*** Opening Excerpt to read ***

The approach followed by the authors is interesting and promising, but I have some reservations on a few points.
- The authors present the use of 20CR as a methodology or an approach. In my opinion, using this reanalysis is a way (among others) to construct analogs of a past storm. A "methodology" is the sequence of operations that uses reanalyses (or any other dataset) to produce a result, not the reanalysis itself, which exists independently of extreme event attribution issues.
- The idea of simulating analogs of observed storms in different climate conditions has already been published (e.g., among others, Ginesta, M., et al., A methodology for attributing severe extratropical cyclones to climate change based on reanalysis data: the case study of storm Alex 2020. Clim Dyn (2022). https://doi.org/10.1007/s00382-022-06565-x), albeit with another reanalysis.Â
- The authors spend many lines reviewing (albeit partially) extreme event attribution, but barely explain how they obtain their figures.

*** Closing Excerpt to read ***
*** Opening Entries shown ***

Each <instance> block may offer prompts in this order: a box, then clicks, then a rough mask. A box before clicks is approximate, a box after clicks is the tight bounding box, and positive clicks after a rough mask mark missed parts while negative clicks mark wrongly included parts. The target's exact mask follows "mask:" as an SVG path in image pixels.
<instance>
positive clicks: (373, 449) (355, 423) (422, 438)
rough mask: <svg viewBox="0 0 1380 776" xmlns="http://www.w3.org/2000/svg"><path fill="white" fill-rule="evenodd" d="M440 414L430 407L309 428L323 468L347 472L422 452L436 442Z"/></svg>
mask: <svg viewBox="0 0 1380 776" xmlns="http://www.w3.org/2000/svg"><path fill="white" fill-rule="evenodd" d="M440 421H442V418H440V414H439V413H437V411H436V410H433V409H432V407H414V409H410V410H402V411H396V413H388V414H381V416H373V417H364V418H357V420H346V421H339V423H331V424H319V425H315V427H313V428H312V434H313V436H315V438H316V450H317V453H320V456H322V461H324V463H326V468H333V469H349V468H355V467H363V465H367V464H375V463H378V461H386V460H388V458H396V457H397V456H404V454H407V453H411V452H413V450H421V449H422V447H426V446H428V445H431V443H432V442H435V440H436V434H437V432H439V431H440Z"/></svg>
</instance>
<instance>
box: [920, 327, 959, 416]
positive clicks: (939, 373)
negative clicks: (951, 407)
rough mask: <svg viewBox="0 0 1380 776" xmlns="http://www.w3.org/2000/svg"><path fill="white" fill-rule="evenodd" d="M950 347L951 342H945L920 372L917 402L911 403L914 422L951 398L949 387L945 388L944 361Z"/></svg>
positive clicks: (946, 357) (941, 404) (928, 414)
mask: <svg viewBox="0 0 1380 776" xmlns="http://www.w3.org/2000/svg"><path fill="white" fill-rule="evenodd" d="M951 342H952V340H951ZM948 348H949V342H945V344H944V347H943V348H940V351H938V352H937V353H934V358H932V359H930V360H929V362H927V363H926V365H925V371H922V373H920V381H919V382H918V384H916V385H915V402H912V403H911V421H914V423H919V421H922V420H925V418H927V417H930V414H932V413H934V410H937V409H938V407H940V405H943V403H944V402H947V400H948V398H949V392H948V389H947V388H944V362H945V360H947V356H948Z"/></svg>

*** Closing Entries shown ***

The task >> Duplicate the passage of the review comments above, starting with "- The authors present" and going on through "event attribution issues.".

Task solution >>
- The authors present the use of 20CR as a methodology or an approach. In my opinion, using this reanalysis is a way (among others) to construct analogs of a past storm. A "methodology" is the sequence of operations that uses reanalyses (or any other dataset) to produce a result, not the reanalysis itself, which exists independently of extreme event attribution issues.